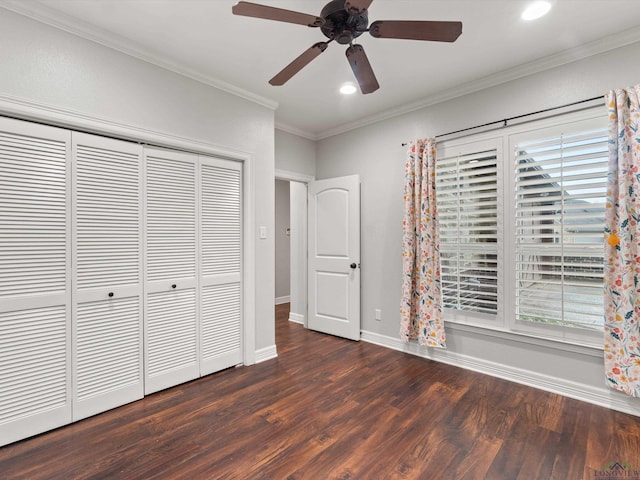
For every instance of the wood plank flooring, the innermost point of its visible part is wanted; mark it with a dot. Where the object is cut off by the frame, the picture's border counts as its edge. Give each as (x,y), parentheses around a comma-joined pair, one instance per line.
(329,408)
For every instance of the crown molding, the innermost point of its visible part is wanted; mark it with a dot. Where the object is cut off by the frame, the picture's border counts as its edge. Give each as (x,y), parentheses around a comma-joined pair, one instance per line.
(296,131)
(602,45)
(43,14)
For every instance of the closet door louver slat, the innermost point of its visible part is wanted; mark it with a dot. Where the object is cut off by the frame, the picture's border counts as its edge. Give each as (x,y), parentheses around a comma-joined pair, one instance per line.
(35,310)
(171,303)
(221,273)
(108,272)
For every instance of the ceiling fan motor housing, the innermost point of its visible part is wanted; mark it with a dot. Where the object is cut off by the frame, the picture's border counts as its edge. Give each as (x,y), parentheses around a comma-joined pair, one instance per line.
(339,25)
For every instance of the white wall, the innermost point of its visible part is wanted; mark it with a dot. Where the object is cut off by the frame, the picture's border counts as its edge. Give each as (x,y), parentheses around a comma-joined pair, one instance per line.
(298,216)
(282,241)
(375,153)
(61,74)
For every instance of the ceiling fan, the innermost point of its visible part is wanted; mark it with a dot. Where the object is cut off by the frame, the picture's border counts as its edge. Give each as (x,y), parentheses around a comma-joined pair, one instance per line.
(343,21)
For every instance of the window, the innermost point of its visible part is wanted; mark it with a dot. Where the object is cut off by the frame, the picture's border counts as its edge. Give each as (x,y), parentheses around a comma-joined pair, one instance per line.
(521,234)
(467,200)
(560,194)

__________________________________________________

(Instruction):
Convert all of the rows above into a numbered list, skipping any blank lines and leaving the pictures out.

(Final result):
1. For every instance of the wood plank flooring, the innermost point of its visible part is wanted; mark it with a dot. Where the object is cut off by the frame, the picture's border counts as its edge. Give each as (x,y), parentheses around a comma-joined pair, one instance per line.
2. (329,408)
3. For every instance of the crown molding, the innermost point of its visible part is wanted; mark it with a dot. Where the object is cut off by the frame, the picture's border counts as its edge. Give each as (x,y), parentheses around a comma-joined pair, one instance per line.
4. (296,131)
5. (602,45)
6. (43,14)
7. For every instance of the closet door louver slat, the innermost point of its visible part is wanted; mark it with a dot. Where the object is cut off by the frame, the picture's border counts as its edge. Give each as (x,y), parentheses around a comma-joined pair, one instance per line.
8. (35,310)
9. (171,303)
10. (221,273)
11. (108,272)
12. For every instance of the ceiling fan motor housing, the innermost point of its visible part is wanted; mark it with a dot. Where the object is cut off by the frame, the picture's border counts as its edge. Give each as (x,y), parentheses around a comma-joined pair, one instance per line.
13. (339,25)
14. For every instance of the white wall, the innermost point of its visible part is wanted; mark it with a dot. Where the object is cut off by the frame, the picture's border counts as its edge. Give each as (x,y), parentheses around a comma-joined pair, one instance per line.
15. (298,216)
16. (282,241)
17. (375,153)
18. (61,74)
19. For every instance of the ceiling fan, the innermost point of its visible part is wanted; mark it with a dot. Where the object is cut off by the frame, the picture's border counts as its edge. Give each as (x,y), parentheses around a comma-joined pair, one instance per line.
20. (343,21)
21. For every instance of the window, the innermost point of its visible part is wanted; mark it with a dot. Where the object is cut off by the frame, the picture's border counts as its edge. Give each as (x,y), parentheses around a comma-joined pair, one instance per line.
22. (521,234)
23. (467,200)
24. (560,194)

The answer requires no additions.